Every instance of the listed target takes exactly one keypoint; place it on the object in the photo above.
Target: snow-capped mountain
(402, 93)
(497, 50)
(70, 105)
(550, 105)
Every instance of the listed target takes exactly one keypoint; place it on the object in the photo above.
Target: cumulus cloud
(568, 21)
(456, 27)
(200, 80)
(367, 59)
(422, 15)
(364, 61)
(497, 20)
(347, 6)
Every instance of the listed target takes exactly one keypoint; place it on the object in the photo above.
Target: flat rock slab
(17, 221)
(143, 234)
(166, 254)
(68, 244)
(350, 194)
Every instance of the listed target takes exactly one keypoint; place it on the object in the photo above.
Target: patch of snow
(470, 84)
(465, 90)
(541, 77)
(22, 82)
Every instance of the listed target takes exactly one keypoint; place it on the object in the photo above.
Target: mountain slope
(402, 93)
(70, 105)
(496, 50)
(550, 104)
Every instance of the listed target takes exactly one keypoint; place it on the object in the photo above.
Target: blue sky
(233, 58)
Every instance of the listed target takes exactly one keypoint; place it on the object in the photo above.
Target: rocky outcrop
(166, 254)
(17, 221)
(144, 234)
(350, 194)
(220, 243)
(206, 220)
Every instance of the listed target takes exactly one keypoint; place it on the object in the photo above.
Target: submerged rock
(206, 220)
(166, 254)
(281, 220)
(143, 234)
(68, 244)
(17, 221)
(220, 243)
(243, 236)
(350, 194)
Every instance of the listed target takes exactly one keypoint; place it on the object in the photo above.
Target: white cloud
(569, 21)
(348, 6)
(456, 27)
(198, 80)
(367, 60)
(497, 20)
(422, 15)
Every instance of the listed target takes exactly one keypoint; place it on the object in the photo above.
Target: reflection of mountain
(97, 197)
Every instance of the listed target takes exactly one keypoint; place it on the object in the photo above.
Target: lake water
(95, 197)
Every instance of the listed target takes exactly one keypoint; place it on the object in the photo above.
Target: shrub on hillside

**Your assignment**. Everything in the listing is to be restated exactly.

**Task result**.
Every instance of the listed target takes exactly one keypoint; place it on the object in the photo above.
Target: snow-capped mountain
(402, 93)
(497, 50)
(70, 105)
(550, 105)
Every instance of the listed target takes exactly one keypoint; place it on the object in the photo above.
Target: cumulus cloud
(568, 21)
(456, 27)
(200, 80)
(367, 59)
(422, 15)
(364, 61)
(497, 20)
(347, 6)
Every instance of the listed target takes exactly one keypoint; place it on the object in the photo above.
Target: flat rock slab
(17, 221)
(143, 234)
(166, 254)
(68, 244)
(350, 194)
Every instance of the listed target takes exactly one keypoint; place it on the object in the photo above.
Target: patch of snow
(470, 84)
(465, 90)
(541, 77)
(22, 82)
Every instance of the listed target takes exactly one keypoint; place it on the object in the photo above.
Target: mountain slope
(402, 93)
(70, 105)
(496, 50)
(550, 104)
Every instance of the listed target takes exactly one keypoint; place it on the object in the photo above.
Target: blue sky
(233, 58)
Every instance of the listed target takes exactly one keypoint; place it on the object in the photo above.
Target: rocky outcrop
(166, 254)
(17, 221)
(144, 234)
(350, 194)
(220, 243)
(206, 220)
Every instance of the listed target takes exactly one keypoint; place it on the object in the photo above.
Target: submerged rock
(206, 220)
(166, 254)
(281, 220)
(143, 234)
(68, 244)
(17, 221)
(220, 243)
(243, 236)
(350, 194)
Every instance of the listed target takes exactly one keypoint; place it on the object in the photo above.
Target: white cloud
(569, 21)
(348, 6)
(456, 27)
(198, 80)
(367, 60)
(497, 20)
(422, 15)
Every instance of the listed target takes exactly one keypoint; place it on the object in the photo above.
Target: reflection of mountain
(97, 197)
Every instance of the listed target takes exactly one keypoint; place it on the object in the photo above.
Target: lake water
(95, 197)
Every instance of the listed target takes exactly one keypoint; place it on the object in the photo above.
Target: shrub on hillside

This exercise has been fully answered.